» **Excerpt provided**:
The human health burden of disease due to the emission of an atmospheric pollutant can be expressed using disability-adjusted life years (DALY) (Murray and Lopez 1996). DALY are the sum of years of life lost (YLL) and years of life lost due to disability (YLDs) for a disease. YLDs are the product of the incidence, duration, and weight factor (on a scale of 0 (perfect health) to 1 (death)) for that disease (Murray and Lopez 1996). Severity factors relate the cases of death attributed to PM, determined by the above-described dose-response, to the corresponding number of DALY. Severity factors are expressed in terms of DALY/death, where “death” in the denominator refers to the PM-attributed cases of cardiopulmonary or lung cancer mortality calculated using the DRFs.

We used DALY and YLL which do not include age weights or 3 % discounting; these have been taken as the standard for LCIA (Crettaz et al. 2002; Hofstetter 1998; Pennington et al. 2002; van Zelm et al. 2008). Users interested in a value-of-statistical-life quantity (VSL) may convert the PM2.5-associated mortality rate to a VSL.

Effect factors for secondary PM2.5 were assumed to be equivalent to effect factors from primary PM2.5 since the effect factor was derived from monitors capturing a mixture of primary and secondary PM2.5.

Characterization factors—impact per kilogram emitted

The human health impact per kilogram of a given atmospheric emission, called the characterization factor (CF, DALY kgemitted −1), is the product of four parameters:

$$ \mathrm{CF}=\mathrm{SF}\cdot \mathrm{DRF}\cdot \mathrm{XF}\cdot \mathrm{FF}=\mathrm{EF}\cdot \mathrm{iF} $$
(10)

» **Apply what you read**:
[1] According to the excerpt, which two quantities are added together to give DALY?
[2] For each statement, say whether it agrees with the excerpt, and quote the words that decide it.
(a) Severity factors are expressed in DALY per death.
(b) The DALY and YLL values used include 3 % discounting.
(c) Effect factors for secondary PM2.5 were assumed to differ from those for primary PM2.5.
[3] Update the excerpt from "Effect factors for" up to and including "and secondary PM2.5." by replacing "monitors" with "sensors".

» **Source data**:
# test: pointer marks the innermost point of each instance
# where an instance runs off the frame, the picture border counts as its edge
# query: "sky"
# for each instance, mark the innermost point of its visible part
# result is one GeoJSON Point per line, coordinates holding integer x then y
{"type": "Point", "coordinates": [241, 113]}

» **Set of answers**:
[1] Years of life lost (YLL) and years of life lost due to disability (YLDs).

[2]
(a) Yes: "Severity factors are expressed in terms of DALY/death"
(b) No: "We used DALY and YLL which do not include age weights or 3 % discounting"
(c) No: "Effect factors for secondary PM2.5 were assumed to be equivalent to effect factors from primary PM2.5"

[3]
Effect factors for secondary PM2.5 were assumed to be equivalent to effect factors from primary PM2.5 since the effect factor was derived from sensors capturing a mixture of primary and secondary PM2.5.